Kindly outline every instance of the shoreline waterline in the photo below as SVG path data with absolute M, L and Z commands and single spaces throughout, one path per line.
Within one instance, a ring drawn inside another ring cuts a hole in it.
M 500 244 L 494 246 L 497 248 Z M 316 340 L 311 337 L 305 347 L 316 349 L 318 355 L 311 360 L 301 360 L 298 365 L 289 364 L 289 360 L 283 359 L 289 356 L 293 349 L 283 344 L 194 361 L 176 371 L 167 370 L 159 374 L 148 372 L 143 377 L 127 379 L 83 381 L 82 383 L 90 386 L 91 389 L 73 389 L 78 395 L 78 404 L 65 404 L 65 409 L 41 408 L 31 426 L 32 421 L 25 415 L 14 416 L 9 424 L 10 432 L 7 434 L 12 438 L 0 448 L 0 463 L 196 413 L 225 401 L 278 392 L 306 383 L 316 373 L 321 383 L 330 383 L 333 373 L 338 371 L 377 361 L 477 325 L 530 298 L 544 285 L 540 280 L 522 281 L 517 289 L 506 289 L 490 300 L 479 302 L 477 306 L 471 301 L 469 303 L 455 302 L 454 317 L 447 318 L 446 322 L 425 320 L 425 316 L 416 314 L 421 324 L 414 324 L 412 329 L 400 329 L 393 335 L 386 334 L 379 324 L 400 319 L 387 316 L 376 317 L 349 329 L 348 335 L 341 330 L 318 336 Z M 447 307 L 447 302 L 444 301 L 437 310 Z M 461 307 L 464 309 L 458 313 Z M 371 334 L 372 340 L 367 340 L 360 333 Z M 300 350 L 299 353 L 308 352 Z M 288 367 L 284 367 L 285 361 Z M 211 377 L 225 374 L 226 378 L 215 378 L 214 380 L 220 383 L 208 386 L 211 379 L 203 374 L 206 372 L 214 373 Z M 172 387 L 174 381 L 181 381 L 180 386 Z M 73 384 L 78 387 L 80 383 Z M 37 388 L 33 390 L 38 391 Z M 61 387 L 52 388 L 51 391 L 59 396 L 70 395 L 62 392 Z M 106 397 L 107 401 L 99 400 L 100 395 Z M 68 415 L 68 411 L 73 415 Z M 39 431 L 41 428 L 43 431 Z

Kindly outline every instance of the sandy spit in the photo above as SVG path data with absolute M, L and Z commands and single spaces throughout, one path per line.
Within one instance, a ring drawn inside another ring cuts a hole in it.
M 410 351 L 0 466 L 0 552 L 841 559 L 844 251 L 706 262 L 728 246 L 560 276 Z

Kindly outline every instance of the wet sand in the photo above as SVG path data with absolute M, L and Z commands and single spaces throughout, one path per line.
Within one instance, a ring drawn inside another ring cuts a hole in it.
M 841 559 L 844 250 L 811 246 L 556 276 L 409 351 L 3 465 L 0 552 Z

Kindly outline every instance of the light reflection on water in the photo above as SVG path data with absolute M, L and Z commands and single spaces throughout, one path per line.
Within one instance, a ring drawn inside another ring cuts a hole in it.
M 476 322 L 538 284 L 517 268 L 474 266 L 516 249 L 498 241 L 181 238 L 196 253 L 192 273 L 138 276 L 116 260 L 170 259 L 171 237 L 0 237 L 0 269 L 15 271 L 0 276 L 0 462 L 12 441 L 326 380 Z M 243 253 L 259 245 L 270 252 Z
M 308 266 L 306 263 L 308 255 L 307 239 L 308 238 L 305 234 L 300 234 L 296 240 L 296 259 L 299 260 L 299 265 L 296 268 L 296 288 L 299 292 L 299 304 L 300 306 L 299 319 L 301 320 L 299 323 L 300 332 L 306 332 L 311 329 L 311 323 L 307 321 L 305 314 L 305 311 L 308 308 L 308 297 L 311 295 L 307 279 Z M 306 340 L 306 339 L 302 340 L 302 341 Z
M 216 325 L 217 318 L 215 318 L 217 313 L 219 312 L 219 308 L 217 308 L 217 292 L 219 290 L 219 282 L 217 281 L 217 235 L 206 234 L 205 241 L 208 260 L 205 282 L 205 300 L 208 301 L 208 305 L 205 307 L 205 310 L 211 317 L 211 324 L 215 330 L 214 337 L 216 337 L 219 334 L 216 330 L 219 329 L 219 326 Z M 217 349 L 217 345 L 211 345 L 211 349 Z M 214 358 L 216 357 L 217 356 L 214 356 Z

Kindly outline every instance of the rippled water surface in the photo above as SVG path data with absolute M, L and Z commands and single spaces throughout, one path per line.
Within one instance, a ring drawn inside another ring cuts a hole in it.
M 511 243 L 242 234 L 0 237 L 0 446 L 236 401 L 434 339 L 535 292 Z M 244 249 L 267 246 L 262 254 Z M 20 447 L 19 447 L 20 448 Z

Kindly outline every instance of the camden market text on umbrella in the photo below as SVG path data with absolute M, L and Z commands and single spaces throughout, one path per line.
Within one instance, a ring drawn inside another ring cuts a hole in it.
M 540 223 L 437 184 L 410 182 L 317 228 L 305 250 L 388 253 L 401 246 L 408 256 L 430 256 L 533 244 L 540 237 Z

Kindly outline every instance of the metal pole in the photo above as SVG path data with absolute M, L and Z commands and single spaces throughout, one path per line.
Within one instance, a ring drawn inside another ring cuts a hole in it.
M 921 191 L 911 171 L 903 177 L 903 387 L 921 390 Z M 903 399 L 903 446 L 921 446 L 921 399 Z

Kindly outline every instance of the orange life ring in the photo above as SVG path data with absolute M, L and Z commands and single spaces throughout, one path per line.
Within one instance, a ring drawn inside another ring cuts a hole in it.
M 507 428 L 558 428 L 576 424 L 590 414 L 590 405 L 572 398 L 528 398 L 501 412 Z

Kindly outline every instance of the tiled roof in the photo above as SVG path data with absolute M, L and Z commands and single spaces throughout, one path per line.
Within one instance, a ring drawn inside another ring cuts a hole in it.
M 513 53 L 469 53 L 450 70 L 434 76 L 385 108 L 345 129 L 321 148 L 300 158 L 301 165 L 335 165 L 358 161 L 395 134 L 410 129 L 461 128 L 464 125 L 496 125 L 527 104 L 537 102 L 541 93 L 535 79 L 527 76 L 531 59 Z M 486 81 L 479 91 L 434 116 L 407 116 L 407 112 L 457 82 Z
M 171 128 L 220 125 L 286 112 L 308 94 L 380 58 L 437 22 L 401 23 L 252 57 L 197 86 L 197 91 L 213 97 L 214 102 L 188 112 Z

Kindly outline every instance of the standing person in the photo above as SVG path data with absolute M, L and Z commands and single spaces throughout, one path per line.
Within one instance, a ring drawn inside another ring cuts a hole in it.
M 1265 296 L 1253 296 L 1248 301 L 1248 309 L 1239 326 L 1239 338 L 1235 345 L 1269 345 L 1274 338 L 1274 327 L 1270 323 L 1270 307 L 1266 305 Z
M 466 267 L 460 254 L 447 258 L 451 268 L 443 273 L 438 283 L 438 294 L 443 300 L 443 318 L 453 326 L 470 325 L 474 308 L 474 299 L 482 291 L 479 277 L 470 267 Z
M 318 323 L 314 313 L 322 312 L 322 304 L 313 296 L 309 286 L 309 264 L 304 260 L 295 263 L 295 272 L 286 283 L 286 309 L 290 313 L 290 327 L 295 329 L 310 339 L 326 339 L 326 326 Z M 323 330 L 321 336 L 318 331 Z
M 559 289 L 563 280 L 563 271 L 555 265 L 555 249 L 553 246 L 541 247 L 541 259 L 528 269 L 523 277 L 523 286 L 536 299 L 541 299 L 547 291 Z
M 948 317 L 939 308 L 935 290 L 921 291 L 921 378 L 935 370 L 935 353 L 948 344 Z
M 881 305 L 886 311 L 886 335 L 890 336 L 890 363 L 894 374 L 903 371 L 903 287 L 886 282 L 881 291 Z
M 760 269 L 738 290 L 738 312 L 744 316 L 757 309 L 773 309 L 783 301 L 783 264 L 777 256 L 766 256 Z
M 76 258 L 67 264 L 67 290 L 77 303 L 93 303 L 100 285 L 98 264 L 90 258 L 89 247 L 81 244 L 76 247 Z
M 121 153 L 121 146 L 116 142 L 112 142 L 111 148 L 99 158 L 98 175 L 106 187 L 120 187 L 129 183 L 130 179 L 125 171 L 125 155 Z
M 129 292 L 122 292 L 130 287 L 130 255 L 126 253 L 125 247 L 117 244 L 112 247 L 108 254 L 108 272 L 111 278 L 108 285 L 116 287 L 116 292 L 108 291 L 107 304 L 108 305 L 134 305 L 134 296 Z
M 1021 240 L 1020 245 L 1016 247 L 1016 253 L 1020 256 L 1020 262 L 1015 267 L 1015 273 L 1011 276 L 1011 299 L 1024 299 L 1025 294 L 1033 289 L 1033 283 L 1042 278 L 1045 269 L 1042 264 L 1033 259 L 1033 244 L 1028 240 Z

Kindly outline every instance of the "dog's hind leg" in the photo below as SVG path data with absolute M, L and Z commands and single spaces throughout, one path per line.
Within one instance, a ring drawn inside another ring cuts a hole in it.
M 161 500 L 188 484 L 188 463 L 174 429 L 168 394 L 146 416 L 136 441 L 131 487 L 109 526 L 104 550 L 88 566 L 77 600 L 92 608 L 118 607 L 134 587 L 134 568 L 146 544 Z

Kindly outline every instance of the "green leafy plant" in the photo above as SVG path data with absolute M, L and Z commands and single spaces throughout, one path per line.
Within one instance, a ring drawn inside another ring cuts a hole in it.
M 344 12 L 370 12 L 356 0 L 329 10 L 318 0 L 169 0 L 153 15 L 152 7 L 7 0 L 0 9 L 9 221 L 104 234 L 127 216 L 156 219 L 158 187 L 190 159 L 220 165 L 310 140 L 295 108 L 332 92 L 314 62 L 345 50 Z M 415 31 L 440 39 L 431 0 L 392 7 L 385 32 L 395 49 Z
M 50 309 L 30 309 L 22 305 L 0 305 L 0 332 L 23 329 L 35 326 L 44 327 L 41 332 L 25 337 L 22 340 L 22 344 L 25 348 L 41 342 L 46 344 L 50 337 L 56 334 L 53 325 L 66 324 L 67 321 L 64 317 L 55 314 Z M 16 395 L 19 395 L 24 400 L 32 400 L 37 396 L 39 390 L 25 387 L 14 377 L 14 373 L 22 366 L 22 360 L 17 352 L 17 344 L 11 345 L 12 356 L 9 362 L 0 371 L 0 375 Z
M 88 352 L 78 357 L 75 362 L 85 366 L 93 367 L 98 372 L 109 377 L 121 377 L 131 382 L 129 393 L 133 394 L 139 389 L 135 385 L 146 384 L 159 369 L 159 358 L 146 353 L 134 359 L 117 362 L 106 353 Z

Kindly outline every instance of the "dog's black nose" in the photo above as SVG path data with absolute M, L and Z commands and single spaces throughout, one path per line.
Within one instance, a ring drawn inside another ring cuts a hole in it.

§ **Task to carry out**: Write out the rows from the line with "Kindly outline every instance of the sandy" to the line with "M 410 351 L" exactly, both of those lines included.

§ **Answer to the problem**:
Kindly outline every instance of the sandy spit in the photo above as SVG path data with absolute M, L and Z commands and single spaces throughout, one path per line.
Within one instance, a ring drawn inside another ring cuts a hole in it.
M 410 351 L 0 466 L 0 552 L 841 559 L 844 251 L 706 262 L 728 246 L 560 276 Z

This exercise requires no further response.